» **Data to process**
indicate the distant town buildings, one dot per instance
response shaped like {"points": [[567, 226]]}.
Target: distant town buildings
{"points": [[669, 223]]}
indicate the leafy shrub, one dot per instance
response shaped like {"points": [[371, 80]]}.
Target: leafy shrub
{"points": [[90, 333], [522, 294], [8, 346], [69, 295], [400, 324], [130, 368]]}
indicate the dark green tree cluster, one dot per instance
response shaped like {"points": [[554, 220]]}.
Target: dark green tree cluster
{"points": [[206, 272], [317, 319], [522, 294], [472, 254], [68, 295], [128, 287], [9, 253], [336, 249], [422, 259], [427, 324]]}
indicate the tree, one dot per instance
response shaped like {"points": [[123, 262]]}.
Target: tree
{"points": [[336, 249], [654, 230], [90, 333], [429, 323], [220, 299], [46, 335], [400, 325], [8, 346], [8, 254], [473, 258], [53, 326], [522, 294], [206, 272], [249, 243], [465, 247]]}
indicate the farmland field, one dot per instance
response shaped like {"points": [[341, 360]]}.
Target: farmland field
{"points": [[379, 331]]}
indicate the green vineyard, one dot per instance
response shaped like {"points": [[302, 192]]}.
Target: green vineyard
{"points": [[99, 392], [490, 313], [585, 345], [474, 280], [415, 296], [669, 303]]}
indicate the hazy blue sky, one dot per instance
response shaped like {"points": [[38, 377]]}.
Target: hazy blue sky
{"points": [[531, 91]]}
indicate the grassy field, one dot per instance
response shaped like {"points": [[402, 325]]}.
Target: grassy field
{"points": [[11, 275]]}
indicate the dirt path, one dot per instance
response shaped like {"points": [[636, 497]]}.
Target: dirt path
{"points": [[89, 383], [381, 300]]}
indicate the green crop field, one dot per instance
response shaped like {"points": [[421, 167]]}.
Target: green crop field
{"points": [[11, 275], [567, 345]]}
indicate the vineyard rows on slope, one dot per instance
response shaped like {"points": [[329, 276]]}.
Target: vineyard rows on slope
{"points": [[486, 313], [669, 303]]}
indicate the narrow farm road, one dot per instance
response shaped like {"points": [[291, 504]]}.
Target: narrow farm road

» **Description of the task**
Show the lines where the word "road" appears in the entries.

» **The completed task**
indicate the narrow farm road, one dot per instance
Target: narrow farm road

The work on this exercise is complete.